What the task requires: Line by line, count where the string "black" appears in the listing, then give the number of such lines alone.

□ □ □ □ □

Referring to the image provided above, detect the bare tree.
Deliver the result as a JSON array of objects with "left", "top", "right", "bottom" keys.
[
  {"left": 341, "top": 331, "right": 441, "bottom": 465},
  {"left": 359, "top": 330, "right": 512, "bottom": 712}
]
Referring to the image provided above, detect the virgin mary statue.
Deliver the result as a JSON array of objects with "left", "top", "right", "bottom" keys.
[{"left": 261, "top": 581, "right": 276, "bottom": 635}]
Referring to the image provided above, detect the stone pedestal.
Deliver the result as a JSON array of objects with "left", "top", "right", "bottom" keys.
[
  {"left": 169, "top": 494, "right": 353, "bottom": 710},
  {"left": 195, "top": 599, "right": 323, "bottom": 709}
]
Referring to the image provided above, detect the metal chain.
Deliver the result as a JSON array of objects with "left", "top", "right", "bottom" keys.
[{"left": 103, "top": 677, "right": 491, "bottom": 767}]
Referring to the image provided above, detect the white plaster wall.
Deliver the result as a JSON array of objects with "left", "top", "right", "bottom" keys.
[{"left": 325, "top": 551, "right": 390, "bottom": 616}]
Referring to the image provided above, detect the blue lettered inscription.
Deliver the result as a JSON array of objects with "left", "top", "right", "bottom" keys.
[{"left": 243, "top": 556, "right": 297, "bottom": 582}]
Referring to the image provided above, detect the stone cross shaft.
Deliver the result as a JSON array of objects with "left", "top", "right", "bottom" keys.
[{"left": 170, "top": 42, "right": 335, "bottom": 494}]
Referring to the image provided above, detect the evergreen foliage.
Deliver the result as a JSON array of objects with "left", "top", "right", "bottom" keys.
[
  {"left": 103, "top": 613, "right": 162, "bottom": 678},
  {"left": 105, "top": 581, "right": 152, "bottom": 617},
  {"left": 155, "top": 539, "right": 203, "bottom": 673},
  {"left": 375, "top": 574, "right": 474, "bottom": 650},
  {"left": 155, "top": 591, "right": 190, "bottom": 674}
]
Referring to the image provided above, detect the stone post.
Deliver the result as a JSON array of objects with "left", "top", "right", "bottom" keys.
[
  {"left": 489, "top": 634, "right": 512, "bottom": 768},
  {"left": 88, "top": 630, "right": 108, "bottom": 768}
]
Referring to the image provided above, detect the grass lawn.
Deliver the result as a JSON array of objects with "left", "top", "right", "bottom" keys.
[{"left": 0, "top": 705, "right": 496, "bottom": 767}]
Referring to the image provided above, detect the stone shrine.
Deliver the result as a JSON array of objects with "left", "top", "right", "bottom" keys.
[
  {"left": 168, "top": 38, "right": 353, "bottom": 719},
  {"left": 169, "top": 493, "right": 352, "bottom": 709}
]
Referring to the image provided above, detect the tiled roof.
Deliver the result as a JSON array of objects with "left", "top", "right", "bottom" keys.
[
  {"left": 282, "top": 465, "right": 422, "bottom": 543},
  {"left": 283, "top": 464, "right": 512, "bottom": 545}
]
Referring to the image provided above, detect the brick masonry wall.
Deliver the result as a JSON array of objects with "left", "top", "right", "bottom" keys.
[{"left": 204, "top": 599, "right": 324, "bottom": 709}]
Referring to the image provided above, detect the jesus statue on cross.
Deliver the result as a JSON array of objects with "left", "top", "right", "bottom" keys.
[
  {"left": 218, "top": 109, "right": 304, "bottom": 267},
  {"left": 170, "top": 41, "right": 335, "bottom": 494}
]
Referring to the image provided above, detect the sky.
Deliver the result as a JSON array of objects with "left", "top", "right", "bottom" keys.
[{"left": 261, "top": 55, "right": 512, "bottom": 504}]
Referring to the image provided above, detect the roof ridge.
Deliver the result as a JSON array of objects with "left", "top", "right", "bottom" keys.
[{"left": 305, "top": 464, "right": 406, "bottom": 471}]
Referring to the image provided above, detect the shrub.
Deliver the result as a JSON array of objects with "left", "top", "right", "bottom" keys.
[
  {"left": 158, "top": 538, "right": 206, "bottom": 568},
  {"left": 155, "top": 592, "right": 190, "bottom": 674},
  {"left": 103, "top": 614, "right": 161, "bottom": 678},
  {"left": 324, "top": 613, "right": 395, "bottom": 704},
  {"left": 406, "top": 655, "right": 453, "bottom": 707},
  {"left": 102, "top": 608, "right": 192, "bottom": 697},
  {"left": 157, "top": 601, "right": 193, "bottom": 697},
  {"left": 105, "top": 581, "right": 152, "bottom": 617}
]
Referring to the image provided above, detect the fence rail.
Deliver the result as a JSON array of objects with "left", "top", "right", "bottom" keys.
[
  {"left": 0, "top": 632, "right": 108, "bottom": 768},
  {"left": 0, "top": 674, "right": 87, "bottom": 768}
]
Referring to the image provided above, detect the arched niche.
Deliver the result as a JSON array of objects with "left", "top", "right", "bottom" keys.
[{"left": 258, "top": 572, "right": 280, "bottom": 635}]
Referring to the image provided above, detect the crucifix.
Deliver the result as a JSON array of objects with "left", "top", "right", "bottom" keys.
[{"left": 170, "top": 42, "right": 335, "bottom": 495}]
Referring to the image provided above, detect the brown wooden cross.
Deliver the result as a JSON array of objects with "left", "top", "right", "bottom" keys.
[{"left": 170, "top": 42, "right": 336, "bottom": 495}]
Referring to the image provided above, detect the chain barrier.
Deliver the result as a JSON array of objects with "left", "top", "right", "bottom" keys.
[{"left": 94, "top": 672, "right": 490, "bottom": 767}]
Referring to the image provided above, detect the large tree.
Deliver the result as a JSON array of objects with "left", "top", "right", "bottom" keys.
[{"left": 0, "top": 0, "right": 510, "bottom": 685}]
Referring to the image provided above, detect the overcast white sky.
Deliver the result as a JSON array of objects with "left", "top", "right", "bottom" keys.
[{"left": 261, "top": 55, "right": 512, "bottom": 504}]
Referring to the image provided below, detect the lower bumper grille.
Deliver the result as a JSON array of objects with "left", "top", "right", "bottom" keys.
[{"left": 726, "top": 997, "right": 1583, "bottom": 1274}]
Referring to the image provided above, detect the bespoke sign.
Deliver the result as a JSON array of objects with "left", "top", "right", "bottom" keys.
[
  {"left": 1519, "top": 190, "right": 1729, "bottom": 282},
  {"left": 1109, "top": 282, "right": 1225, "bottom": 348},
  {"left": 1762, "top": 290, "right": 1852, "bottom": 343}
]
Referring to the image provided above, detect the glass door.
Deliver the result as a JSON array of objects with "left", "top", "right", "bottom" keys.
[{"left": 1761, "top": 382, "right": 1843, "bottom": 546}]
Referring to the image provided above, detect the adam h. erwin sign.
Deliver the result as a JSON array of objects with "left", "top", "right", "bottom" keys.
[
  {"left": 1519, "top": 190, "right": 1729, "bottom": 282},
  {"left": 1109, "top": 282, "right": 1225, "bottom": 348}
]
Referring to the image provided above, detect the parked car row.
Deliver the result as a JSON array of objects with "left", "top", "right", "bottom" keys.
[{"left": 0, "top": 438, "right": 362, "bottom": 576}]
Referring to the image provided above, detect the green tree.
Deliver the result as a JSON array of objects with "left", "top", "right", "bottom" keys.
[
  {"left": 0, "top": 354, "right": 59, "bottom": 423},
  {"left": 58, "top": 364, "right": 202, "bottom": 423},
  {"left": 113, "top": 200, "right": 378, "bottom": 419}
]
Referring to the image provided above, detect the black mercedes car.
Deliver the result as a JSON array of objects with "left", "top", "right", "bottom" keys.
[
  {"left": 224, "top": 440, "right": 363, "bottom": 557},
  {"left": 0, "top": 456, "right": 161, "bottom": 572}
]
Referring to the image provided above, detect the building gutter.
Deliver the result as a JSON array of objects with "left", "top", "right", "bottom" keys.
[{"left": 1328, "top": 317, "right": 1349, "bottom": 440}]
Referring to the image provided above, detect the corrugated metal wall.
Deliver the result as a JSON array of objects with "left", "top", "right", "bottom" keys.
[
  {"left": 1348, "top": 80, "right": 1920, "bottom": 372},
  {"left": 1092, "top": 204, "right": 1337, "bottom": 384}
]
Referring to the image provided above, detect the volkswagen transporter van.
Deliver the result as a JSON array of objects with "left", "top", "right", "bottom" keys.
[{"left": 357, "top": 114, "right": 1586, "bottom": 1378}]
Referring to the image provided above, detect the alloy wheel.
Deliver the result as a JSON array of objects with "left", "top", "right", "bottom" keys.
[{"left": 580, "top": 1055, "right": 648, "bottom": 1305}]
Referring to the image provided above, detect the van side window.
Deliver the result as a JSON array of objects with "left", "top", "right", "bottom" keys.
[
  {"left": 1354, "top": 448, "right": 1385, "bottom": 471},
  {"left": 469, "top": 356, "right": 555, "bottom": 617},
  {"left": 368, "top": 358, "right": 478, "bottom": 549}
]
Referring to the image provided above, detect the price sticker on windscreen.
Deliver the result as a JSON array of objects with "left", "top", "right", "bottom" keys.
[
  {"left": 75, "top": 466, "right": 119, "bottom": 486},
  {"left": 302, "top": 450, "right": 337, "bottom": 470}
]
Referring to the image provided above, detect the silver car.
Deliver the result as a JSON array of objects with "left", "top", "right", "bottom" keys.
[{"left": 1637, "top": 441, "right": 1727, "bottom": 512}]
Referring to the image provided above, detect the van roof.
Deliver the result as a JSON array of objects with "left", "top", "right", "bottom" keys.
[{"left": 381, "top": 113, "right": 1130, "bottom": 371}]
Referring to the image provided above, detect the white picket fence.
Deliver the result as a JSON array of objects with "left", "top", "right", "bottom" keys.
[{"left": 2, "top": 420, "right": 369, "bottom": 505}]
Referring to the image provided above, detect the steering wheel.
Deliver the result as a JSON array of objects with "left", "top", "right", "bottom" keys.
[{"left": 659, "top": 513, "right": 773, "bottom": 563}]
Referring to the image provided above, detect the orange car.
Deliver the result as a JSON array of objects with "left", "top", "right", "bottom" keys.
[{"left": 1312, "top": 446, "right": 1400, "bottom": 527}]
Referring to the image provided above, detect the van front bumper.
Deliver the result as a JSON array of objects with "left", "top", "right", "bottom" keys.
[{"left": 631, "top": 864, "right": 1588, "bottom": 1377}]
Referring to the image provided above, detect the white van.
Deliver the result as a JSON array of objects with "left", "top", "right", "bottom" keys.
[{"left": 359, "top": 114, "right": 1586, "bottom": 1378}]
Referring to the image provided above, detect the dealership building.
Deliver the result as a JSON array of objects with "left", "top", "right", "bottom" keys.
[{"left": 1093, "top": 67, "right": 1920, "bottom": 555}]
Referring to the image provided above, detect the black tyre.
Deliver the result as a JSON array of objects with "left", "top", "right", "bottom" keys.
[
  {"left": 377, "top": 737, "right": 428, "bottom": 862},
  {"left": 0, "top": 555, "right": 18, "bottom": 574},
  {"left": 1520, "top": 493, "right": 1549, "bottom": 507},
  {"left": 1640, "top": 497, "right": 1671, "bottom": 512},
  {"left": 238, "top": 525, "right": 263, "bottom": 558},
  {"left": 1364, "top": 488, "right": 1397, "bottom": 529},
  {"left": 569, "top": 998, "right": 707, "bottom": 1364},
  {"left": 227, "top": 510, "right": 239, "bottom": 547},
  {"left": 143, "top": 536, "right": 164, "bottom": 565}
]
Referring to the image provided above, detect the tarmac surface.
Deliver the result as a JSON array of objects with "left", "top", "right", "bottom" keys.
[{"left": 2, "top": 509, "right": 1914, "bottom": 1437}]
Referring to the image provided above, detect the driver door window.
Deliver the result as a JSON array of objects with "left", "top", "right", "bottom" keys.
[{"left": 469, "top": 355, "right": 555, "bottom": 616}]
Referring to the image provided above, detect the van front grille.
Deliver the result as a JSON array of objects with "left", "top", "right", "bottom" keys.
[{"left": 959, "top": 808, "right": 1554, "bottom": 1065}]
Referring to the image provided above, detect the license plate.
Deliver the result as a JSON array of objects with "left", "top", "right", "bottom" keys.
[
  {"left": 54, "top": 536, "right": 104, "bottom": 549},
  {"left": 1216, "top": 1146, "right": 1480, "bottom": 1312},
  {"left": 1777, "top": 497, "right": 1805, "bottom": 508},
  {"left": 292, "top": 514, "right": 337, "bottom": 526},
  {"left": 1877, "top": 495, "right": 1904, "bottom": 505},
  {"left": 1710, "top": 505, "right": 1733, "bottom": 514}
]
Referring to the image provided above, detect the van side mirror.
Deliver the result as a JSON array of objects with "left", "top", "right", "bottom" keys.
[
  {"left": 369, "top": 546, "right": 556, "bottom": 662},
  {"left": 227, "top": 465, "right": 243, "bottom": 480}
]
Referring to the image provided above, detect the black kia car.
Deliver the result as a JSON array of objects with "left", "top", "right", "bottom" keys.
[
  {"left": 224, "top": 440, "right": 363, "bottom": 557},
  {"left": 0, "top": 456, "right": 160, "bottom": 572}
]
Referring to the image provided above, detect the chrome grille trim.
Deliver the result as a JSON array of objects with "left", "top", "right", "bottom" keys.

□ □ □ □ □

Exercise solution: 3